# Source passage
Will Ravens be iron tough in Steel City?

Team pits run defense vs. Steelers' Bettis


November 04, 2001|By Jamison Hensley | Jamison Hensley,SUN STAFF

PITTSBURGH - The Ravens venture into the Steel City today for a test of their championship mettle.

At a time when the Ravens usually dig in for a dominant run, the defending Super Bowl champions butt helmets with the first-place Pittsburgh Steelers at Heinz Field with the intention of revising the balance of power in the AFC Central and settling a weeklong running debate.

That brewing argument centers on which of the NFL's most dominant forces - the Ravens' immovable run defense or the Steelers' unstoppable ground attack - will prevail, with pride on the line and division control at stake.

A win for the Steelers (5-1) would provide a three-game cushion over the Ravens in the loss column and solidify them as the team to beat in the division.

A victory for the third-place Ravens (4-3) would cut their AFC Central deficit to a half game and set the tone for another late-season charge. The Ravens are an NFL-best 13-2 in November and December since 1999, when Brian Billick took over as coach.

"It's a statement game, period," Ravens outside linebacker Jamie Sharper said. "The only way for us to win the division is to beat Pittsburgh."

But the Steelers still believe the road through the AFC Central goes through the Ravens.

"In order to be the champs, you have to beat the champs," Steelers running back Jerome Bettis said. "Until they're dethroned, you've got to beat them. That's the bottom line in this business. You can't expect to be a champ ducking the guys. You have to face them head-on, and this is going to be the biggest challenge of the year."

The Ravens head into this grudge match at less than full strength.

Quarterback Elvis Grbac (bruised ribs) and running back Terry Allen (sprained left ankle) are questionable, and the Ravens are virtually set to start their backups, quarterback Randall Cunningham and running back Jason Brookins.

Grbac, who still has soreness on the left side of his rib cage near his sternum, is expected to rest another week and return to his starter's role next Monday night at Tennessee against the Titans. The move was made easier after last Sunday, when Cunningham engineered two fourth-quarter touchdown drives in rallying the Ravens from 11 points down against the Jacksonville Jaguars.

"I think it was a steppingstone as far as them knowing me as a player," the 38-year-old Cunningham said of his 81st career NFL victory. "A lot of people think when you get a older, you start losing it."

Injuries have contributed to what has become another October swoon.

The Ravens fell to .500 after getting hammered at Green Bay and Cleveland before eking out a win last Sunday over Jacksonville. But the Ravens refuse to panic for no other reason than recent history.

After last year's October tumble left them with a 5-4 record, the Ravens closed the regular season with seven straight wins and dominated the playoffs. In total, the Ravens have won 11 straight in November and December, with their last loss coming against the Jaguars on Nov. 28, 1999.

"We've been through this before," Ravens middle linebacker Ray Lewis said. "This is a football team that truly knows we play our best football in November and December. This team is hungry just to get to that part of the season."

The Ravens are also determined to prove a point.

# Problem to work on
Please answer from the Ravens-Steelers game preview: what injury does running back Terry Allen have?

[Position identification rows]
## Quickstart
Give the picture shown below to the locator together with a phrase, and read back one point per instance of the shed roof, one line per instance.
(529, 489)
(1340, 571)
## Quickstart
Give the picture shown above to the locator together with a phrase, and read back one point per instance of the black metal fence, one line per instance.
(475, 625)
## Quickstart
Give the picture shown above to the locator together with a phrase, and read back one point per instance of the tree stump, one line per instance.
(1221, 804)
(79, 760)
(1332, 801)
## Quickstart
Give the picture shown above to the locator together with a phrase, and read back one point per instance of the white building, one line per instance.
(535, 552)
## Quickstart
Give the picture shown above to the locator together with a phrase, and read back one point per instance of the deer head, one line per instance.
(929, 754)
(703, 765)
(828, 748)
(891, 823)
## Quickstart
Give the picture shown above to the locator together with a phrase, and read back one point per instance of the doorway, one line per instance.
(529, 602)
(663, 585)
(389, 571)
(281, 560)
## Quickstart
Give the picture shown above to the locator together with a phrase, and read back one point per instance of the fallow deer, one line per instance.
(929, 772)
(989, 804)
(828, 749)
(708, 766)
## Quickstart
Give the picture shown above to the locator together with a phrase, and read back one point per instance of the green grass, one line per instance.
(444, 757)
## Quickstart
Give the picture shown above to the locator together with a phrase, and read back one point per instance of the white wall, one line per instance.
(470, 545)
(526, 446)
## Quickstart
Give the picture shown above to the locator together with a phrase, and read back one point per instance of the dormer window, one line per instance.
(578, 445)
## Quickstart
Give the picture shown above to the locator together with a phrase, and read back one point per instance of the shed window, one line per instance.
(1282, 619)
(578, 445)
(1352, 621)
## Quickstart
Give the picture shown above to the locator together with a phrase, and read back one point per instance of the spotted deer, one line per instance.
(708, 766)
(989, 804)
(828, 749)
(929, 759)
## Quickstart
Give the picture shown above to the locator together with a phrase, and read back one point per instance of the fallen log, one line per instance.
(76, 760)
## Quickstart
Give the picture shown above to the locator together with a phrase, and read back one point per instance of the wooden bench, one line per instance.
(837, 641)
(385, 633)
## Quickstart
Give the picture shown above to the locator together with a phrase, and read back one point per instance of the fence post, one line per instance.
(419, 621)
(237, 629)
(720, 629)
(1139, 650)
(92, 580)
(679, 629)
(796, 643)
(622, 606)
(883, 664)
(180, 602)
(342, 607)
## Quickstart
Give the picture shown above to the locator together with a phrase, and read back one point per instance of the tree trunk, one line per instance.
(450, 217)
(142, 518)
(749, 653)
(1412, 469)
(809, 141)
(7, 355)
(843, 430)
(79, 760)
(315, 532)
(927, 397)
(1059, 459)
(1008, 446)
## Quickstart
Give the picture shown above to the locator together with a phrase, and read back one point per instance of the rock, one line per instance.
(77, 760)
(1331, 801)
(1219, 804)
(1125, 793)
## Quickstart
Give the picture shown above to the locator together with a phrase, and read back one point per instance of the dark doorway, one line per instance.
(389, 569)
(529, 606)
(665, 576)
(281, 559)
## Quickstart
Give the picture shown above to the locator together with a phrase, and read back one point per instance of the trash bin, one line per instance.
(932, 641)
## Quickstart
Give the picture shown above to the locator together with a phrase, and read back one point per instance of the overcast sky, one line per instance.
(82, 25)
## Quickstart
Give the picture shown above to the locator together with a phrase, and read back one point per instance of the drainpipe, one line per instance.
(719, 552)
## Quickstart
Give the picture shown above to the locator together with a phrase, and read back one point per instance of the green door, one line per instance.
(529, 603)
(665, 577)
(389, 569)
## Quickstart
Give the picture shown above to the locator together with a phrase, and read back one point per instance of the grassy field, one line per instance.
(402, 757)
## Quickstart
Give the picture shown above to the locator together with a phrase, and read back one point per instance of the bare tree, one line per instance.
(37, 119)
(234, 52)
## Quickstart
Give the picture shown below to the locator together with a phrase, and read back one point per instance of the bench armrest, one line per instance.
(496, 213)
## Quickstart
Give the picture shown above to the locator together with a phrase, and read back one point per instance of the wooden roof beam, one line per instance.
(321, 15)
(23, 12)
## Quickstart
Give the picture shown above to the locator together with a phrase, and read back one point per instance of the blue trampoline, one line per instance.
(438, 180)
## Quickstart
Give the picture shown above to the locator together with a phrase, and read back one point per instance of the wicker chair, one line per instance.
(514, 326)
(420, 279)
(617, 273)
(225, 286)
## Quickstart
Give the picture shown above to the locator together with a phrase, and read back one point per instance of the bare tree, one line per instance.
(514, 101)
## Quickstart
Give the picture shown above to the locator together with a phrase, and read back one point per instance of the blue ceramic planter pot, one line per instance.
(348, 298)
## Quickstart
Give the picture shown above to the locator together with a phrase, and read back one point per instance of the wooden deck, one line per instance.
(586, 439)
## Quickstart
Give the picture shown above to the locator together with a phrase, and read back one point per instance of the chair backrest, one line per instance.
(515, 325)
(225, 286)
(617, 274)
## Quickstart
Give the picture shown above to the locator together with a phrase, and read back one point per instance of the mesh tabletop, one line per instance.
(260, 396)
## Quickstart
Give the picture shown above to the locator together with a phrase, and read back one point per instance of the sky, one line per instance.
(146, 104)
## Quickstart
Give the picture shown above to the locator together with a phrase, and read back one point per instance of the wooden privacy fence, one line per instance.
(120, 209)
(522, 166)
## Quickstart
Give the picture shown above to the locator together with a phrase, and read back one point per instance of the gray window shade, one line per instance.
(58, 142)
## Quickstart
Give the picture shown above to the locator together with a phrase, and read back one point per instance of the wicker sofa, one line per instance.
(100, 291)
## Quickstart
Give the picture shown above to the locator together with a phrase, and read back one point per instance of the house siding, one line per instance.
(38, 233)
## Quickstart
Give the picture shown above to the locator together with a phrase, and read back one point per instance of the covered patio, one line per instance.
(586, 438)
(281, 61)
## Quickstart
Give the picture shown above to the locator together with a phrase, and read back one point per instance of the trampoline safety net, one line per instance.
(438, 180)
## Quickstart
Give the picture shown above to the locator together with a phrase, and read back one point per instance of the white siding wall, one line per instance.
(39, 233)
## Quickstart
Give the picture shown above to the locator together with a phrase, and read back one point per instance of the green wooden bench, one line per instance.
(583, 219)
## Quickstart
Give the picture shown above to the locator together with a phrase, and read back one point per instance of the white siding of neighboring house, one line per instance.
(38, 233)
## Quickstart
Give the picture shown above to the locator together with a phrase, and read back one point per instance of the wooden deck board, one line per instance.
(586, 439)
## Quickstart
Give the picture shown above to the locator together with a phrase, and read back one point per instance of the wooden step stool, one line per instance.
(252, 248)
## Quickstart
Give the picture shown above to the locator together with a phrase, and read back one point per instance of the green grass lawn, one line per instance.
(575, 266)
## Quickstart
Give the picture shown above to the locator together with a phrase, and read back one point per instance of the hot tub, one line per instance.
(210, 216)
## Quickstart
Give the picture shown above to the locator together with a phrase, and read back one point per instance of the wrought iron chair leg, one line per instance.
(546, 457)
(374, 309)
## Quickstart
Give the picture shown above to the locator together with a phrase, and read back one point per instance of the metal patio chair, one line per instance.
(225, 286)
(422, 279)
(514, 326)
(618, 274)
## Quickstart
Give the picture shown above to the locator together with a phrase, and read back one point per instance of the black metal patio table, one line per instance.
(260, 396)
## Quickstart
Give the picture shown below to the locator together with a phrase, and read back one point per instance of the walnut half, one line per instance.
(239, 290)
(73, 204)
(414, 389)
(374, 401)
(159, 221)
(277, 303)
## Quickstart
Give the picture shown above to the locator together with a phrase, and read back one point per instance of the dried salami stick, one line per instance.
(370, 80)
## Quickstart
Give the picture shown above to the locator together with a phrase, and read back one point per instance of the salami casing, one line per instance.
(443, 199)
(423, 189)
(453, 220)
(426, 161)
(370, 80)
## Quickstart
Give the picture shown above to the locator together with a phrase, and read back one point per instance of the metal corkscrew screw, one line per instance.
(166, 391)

# Answer below
A sprained left ankle.